#### WORK TO COMPLETE:
(A) In the column on Bruce Golding and free healthcare, in what year did Golding introduce the no-user-fee policy at public health facilities?
(B) Write the next part of the column on Bruce Golding and free healthcare, picking up after its final sentence.

Mon | Jan 25, 2021

Devon Dick | Bruce Golding vindicated

Published:Thursday | November 7, 2019 | 12:00 AM
Bruce Golding

Recently, 2019 Nobel Prize winners in economics, Abhijit Banerjee, Esther Duflo and Michael Kremer, studied global poverty. Among their findings was that providing free healthcare to the general population makes a significant difference. For example, in one location, only 18 per cent of parents gave their children deworming pills for parasitic infections when they had to pay for them even though the heavily subsidised price was less than US$1. But, 75 per cent gave their kids the pills when the pills were free ( Gleaner, October 15). As a result, The World Health Organization recommends that medicine be distributed free in areas with high rates of parasitic worm infections.

Additionally, these erudite economists gleaned that mobile vaccination clinics in India dramatically increased the immunisation rates compared to traditional static health centres. That is not rocket science.

In 2008, former Prime Minister Bruce Golding implemented a no-user-fee policy applicable to all public health facilities. This policy known as ‘free healthcare’ meant that Jamaicans no longer had to pay for consultations with doctors, diagnostic services, hospital admissions, surgeries, medications, physiotherapy, ambulance, maternal services, etc. Some saw the free healthcare as an election gimmick to win votes. Now, eminent economists have conclusively discovered that free healthcare makes a significant difference. This means Bruce Golding has been vindicated.

The Nobel Prize winners engaged in rigorous research. They revolutionised developmental economics by pioneering field experiments that generated practical insights into how people, who are poor, respond to educational and healthcare programmes which were meant to uplift them out of poverty. These economists were not armchair theorists, but they spent time with persons who were poor to ascertain why and how they make their choices.

#### SUPPLIED RECORDS:
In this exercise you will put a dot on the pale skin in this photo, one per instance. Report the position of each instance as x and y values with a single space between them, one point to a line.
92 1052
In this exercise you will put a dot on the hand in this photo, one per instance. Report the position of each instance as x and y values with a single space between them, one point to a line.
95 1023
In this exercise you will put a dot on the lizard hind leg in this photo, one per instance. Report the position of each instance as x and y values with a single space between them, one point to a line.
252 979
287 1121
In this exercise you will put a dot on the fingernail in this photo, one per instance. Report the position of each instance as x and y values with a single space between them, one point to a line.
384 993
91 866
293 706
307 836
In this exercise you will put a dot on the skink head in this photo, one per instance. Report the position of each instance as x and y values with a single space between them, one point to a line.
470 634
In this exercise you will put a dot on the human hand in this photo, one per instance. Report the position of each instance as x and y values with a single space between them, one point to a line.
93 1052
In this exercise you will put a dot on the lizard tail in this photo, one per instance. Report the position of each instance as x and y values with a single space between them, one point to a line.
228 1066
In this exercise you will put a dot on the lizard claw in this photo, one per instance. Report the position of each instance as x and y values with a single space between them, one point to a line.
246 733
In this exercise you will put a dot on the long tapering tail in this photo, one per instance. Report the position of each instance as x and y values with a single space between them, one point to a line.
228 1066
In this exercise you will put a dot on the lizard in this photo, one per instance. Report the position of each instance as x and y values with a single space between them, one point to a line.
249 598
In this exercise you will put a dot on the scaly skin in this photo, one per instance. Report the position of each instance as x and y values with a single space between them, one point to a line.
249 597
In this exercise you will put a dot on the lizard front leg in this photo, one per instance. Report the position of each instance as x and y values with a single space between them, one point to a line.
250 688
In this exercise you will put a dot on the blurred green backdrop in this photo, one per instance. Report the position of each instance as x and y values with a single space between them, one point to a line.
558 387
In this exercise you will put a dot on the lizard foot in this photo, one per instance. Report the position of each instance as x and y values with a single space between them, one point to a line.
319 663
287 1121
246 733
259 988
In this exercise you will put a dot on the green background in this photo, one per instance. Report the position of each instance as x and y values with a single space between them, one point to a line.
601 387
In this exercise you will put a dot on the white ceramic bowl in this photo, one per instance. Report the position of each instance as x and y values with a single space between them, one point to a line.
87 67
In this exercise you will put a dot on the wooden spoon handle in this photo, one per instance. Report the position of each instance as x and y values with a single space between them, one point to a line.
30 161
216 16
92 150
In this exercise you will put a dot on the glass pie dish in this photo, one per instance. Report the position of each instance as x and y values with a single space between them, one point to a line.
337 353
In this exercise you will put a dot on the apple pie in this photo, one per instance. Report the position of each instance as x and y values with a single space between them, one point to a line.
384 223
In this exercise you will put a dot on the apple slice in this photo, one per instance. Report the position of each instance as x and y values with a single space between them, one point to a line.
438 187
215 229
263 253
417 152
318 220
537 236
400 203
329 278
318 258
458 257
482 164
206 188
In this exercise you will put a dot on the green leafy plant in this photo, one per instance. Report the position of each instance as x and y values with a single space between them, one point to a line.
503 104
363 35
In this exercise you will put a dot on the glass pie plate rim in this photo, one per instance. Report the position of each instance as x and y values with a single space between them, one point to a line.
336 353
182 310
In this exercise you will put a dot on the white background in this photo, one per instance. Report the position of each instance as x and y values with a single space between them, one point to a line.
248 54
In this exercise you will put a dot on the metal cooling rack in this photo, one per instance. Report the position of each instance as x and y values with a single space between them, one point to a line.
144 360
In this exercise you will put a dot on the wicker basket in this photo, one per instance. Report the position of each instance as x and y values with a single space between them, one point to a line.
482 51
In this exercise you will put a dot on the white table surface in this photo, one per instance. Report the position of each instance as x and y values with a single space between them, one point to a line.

#### RESULTS FOR THE EXERCISE:
(A) 2008

(B)
This research conducted by Diether Beuermann and Camilo Pecha Garzon confirmed work done by others, including the 2017 IDB working paper which examined the impact of free healthcare on health status and labour supply in Jamaica. The study found that the free healthcare policy reduced both the likelihood of suffering illnesses with associated lost workdays and the number of lost days due to ill health by 28.6 per cent and 34 per cent, respectively. This positive effect of free universal public healthcare for persons without health insurance is not unique to Jamaica. By 2013, around 30 countries had implemented this policy, which has helped overall health status and labour market productivity.

Free health in Jamaica meant that the 32 per cent of the population in the lower-income bracket, who said they did not go to a doctor when unwell because they could not afford the visit, could now go. Access was offered to more Jamaicans.


The Noble Prize winners also debunked certain theories. For example, their work in rural Kenya and India found that providing more textbooks, school meals and teachers didn’t do much to help students learn more. However, making the schoolwork more relevant to students, working closely with neediest students and holding teachers accountable through short-term contracts were more effective where teachers often miss classes. It would be good to hear what the government and Jamaica Teachers’ Association think about these findings.

In addition, a study is needed on the impact of the Michael Manley initiative of free education in the 1970s on access to higher education and productivity. Jamaica needs more rigorous research to inform our policy decisions.

It was the same Bruce Golding who, as prime minister, once said every time Jamaicans who are poor get a benefit there are those who decry the move. So, large companies get bailout and tax holidays but when a small man gets a waiver, it distorts the market.

While we may not be able to give free healthcare that is of the highest standard, we should endeavour to provide healthcare that is affordable, accessible, adequate and available to all Jamaicans.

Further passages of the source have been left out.